TO BE DONE:
• A. Reproduce the passage of the forum thread on Gounod's first symphony from "For your listening" to "etc - Enjoy!".
• B. Answer these questions from the forum thread on Gounod's first symphony:
(i) What years are given for Charles Gounod's birth and death?
(ii) What title is given for the third movement of the symphony?
(iii) Which conductor, orchestra, year and label does Simplicissimus name?

-- Start EXTRACT TO READ --

# SS 25.04.20 Gounod #1



## cougarjuno (Jul 1, 2012)

A continuation of the Saturday Symphonies Tradition:

Welcome to another weekend of symphonic listening!

For your listening pleasure this weekend:

*Charles Gounod (1818 - 1893)*

Symphony No. 1 in D Major

1. Allegro molto
2. Allegro moderato
3. Scherzo: Non troppo presto
4. Finale: Adagio - Allegro vivace

---------------------

Post what recording you are going to listen to giving details of Orchestra / Conductor / Chorus / Soloists etc - Enjoy!


----------



## cougarjuno (Jul 1, 2012)

I don't believe this one has been on Saturday Symphonies before, as it's not on the list. A bright, pleasant and charming work by Gounod, known more for his operas but who wrote two well-crafted symphonies. You may hear a lot of similarities to the symphony by Bizet who used the Gounod as a model. There's lots of recordings of the work but I'll go with Marriner and the Academy of St. Martin in the Fields -- a great match for this piece.


----------



## Rogerx (Apr 27, 2018)

I spin this one.


----------



## Mika (Jul 24, 2009)

I will listen this one


----------



## Haydn man (Jan 25, 2014)

Rogerx said:


> I spin this one.


And the same for me


----------



## Enthusiast (Mar 5, 2016)

I'll go for this one ...


----------



## Merl (Jul 28, 2016)

Rogerx said:


> I spin this one.


Me too. That's a killer.


----------



## Haydn man (Jan 25, 2014)

Yes, a very pleasant symphony and enjoyed it all the way, not earth shattering or intense but no matter
Good for a Saturday morning with the sun shining and lockdown ongoing
I would describe it as Mozart with a dash of add France especially in the orchestral climaxes. Melodies galore throughout


----------



## DaddyGeorge (Mar 16, 2020)

I look forward to this recording:


----------



## D Smith (Sep 13, 2014)

I'll listen to the Iceland recording as well.


----------



## Enthusiast (Mar 5, 2016)

A delightful work. I listened to Marriner as well as Lubbock and actually the Marriner is better.


----------



## Joachim Raff (Jan 31, 2020)

cougarjuno said:


> I don't believe this one has been on Saturday Symphonies before, as it's not on the list. A bright, pleasant and charming work by Gounod, known more for his operas but who wrote two well-crafted symphonies. You may hear a lot of similarities to the symphony by Bizet who used the Gounod as a model. There's lots of recordings of the work but I'll go with Marriner and the Academy of St. Martin in the Fields -- a great match for this piece.


Yes, I am listening to the same recording. A delightful work. Totally unoffensive. Pure music that does not need alot of thinking about. Just listen and enjoy. So much better than last weekend's choice.


----------



## DaddyGeorge (Mar 16, 2020)

Very pleasant, "readable" work. I've been listening to more Bruckner lately, so this symphony seemed quite short to me ...


----------



## Simplicissimus (Feb 3, 2020)

I'll go with Hogwood/St Paul Chamber Orchestra, 1989, Decca.


----------

-- End EXTRACT TO READ --
-- Start STORED RECORDS --

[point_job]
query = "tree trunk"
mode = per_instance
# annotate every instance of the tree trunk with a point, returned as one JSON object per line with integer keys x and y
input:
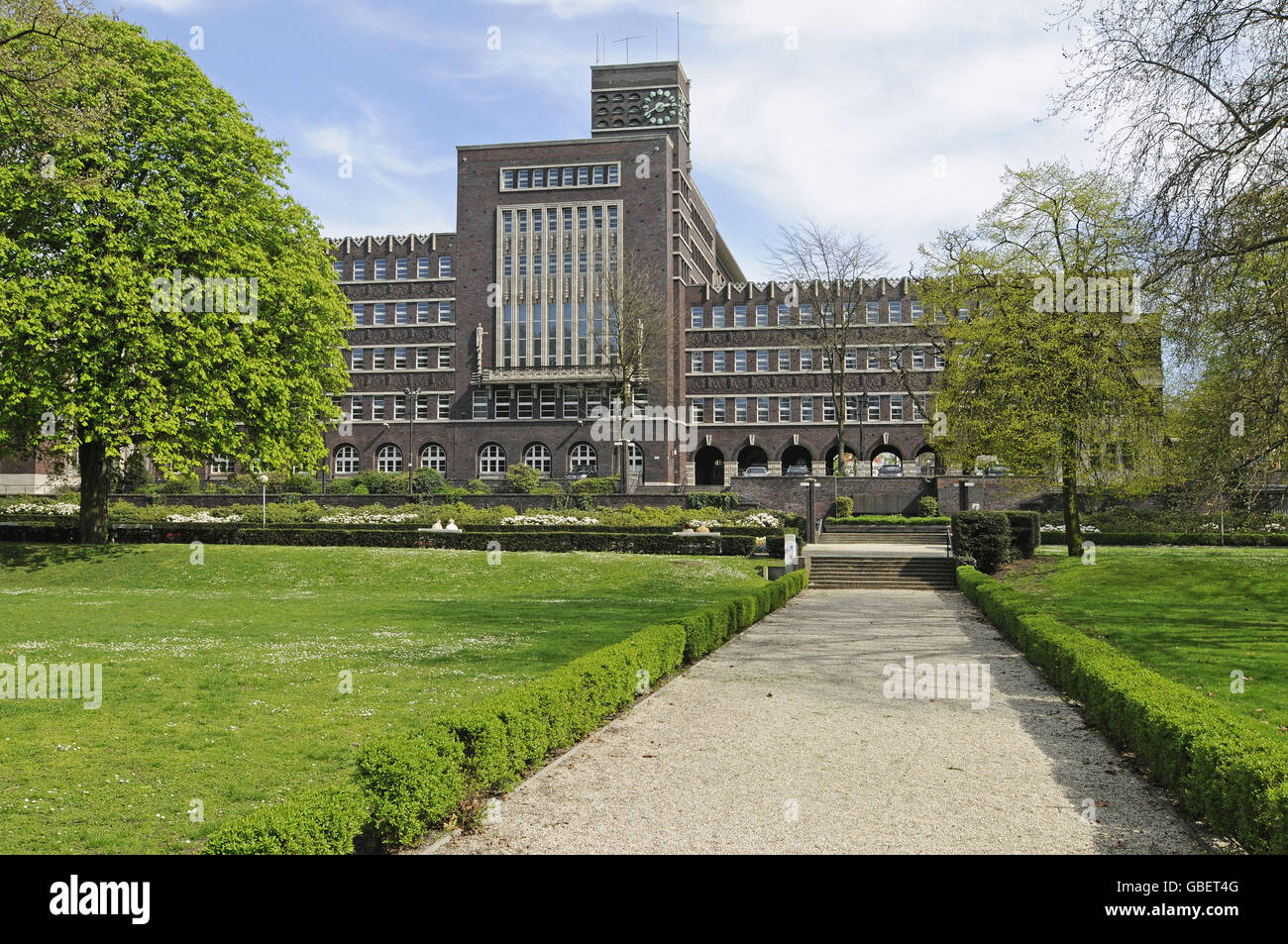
{"x": 1069, "y": 496}
{"x": 94, "y": 483}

-- End STORED RECORDS --

SOLUTIONS PER TASK:
• A.
For your listening pleasure this weekend:

*Charles Gounod (1818 - 1893)*

Symphony No. 1 in D Major

1. Allegro molto
2. Allegro moderato
3. Scherzo: Non troppo presto
4. Finale: Adagio - Allegro vivace

---------------------

Post what recording you are going to listen to giving details of Orchestra / Conductor / Chorus / Soloists etc - Enjoy!

• B.
(i) 1818 and 1893.
(ii) Scherzo: Non troppo presto.
(iii) Hogwood, the St Paul Chamber Orchestra, 1989, Decca.